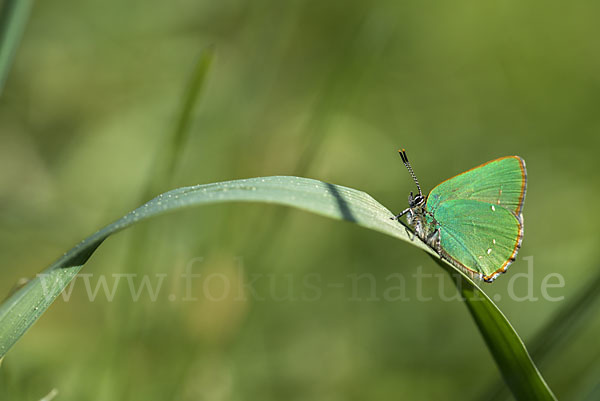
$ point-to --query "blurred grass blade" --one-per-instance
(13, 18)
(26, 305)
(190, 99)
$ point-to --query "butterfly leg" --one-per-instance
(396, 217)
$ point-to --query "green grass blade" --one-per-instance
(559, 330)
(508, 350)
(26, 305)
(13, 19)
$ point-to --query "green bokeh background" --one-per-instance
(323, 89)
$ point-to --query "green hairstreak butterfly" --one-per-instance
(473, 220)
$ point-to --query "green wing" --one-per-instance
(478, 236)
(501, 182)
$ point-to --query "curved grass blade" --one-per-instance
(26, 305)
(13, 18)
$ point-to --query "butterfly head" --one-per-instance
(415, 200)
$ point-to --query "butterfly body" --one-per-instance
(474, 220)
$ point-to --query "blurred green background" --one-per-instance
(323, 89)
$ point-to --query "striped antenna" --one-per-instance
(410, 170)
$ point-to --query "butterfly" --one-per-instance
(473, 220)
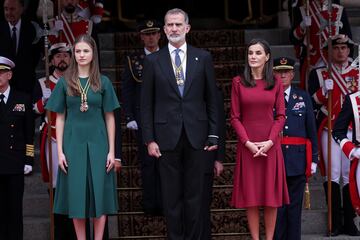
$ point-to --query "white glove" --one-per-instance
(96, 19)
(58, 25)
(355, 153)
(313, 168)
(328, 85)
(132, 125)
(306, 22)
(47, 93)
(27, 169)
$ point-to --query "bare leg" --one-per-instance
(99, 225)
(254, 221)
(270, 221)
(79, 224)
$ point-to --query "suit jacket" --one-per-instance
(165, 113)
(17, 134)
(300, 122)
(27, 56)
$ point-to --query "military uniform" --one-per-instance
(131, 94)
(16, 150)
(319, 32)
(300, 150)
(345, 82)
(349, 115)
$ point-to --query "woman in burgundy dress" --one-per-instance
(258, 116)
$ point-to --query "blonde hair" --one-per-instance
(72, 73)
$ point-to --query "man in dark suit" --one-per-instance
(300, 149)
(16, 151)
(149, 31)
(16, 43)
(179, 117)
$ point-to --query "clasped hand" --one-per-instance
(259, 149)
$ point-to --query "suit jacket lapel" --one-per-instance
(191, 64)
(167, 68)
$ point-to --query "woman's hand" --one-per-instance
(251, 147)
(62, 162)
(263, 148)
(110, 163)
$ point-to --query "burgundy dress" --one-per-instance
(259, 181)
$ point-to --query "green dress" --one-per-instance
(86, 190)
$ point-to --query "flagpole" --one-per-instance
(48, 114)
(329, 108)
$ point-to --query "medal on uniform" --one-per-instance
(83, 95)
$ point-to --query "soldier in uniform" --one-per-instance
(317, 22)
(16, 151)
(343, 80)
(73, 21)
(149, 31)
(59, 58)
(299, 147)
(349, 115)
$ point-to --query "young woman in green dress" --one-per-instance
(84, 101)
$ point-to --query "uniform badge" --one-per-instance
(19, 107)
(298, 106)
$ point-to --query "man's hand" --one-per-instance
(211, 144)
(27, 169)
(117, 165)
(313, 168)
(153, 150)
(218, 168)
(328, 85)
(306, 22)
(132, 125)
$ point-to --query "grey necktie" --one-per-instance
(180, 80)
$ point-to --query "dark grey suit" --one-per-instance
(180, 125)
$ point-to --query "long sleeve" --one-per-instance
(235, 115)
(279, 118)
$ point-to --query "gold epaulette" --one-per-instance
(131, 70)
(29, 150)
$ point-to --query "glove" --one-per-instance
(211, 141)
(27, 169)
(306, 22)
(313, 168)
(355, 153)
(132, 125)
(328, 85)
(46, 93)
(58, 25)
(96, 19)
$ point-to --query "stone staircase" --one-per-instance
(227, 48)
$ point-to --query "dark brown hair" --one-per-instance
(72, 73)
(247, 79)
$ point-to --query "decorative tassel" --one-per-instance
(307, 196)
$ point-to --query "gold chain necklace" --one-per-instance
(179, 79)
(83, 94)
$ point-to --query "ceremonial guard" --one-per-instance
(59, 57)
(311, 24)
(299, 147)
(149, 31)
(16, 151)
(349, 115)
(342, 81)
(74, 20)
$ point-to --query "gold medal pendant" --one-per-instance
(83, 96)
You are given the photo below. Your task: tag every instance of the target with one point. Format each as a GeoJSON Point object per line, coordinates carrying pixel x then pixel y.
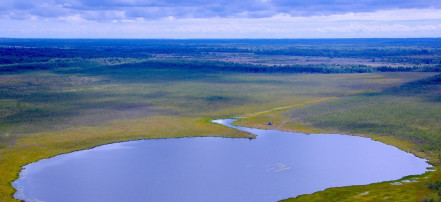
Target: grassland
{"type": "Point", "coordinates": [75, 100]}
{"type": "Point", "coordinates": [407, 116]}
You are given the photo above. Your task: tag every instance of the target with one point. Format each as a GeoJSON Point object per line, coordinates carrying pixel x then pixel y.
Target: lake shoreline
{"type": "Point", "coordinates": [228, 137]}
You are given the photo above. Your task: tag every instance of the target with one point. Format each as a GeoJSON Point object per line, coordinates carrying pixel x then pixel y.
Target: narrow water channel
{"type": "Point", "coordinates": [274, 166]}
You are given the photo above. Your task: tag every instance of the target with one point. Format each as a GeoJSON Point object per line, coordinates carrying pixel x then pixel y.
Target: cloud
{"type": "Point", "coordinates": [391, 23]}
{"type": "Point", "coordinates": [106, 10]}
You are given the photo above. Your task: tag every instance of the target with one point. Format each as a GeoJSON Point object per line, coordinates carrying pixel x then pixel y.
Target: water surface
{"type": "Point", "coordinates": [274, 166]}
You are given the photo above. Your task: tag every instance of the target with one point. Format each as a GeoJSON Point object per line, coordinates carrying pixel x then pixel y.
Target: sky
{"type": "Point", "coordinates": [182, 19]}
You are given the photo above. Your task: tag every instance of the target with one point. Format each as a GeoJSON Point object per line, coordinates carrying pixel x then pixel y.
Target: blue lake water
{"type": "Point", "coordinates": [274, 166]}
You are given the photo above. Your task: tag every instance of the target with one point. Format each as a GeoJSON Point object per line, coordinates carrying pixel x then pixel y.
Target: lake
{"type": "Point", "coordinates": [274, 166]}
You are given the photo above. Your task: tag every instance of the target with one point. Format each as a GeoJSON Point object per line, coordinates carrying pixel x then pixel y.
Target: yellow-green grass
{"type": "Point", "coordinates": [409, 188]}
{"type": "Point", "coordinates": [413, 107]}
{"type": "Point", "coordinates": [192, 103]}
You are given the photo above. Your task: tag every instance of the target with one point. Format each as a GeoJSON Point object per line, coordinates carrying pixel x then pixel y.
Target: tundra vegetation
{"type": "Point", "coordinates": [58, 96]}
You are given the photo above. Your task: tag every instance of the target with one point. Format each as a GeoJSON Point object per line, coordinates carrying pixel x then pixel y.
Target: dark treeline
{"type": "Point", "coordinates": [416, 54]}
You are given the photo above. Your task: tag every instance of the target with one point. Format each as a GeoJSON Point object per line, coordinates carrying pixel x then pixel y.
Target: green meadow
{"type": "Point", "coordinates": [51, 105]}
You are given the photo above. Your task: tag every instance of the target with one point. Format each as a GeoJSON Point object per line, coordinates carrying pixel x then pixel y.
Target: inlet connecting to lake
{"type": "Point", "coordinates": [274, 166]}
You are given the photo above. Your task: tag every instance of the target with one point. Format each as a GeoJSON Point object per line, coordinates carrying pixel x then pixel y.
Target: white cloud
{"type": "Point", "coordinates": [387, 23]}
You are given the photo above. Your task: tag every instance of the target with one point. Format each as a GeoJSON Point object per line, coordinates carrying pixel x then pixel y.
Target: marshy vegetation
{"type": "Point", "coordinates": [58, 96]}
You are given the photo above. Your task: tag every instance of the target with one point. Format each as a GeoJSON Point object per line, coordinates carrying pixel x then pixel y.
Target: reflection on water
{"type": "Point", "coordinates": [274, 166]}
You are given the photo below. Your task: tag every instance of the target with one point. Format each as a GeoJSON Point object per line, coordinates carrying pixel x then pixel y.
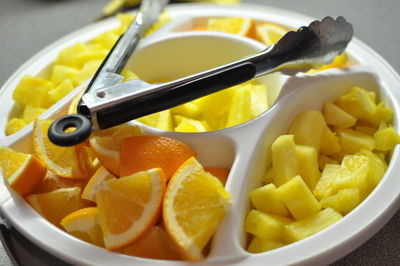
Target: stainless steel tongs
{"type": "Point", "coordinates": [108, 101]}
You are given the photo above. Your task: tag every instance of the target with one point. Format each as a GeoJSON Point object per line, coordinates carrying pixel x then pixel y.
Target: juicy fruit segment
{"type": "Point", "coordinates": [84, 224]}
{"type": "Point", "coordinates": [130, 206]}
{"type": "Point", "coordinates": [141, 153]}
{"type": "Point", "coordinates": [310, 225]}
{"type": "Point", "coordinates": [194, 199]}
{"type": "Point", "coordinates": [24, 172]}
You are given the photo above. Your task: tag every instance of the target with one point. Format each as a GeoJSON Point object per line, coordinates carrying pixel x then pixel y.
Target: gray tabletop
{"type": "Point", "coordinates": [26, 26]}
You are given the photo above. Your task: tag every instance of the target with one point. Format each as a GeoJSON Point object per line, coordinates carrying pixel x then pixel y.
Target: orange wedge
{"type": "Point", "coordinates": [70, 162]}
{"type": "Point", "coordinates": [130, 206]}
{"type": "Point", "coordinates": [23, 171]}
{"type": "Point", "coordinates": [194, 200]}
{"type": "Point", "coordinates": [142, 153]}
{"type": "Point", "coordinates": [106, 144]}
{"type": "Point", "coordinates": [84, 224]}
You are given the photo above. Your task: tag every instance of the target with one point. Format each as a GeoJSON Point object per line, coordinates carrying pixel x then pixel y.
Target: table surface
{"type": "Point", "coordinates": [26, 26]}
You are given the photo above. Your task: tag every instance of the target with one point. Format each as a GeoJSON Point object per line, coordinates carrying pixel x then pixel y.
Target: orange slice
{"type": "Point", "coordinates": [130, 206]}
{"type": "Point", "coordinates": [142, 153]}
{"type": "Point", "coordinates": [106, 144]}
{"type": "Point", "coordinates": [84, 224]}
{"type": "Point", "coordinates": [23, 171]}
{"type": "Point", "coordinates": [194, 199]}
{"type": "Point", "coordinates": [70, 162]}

════

▶ **WHAT THE TASK ASKS**
Copy every line of the records above that contains the string "grey", matching uppercase and lowercase exactly.

▶ **THE SOLUTION**
$ point-to --query "grey necktie" --one-per-instance
$ point-to --query "dark grey suit" --one-per-instance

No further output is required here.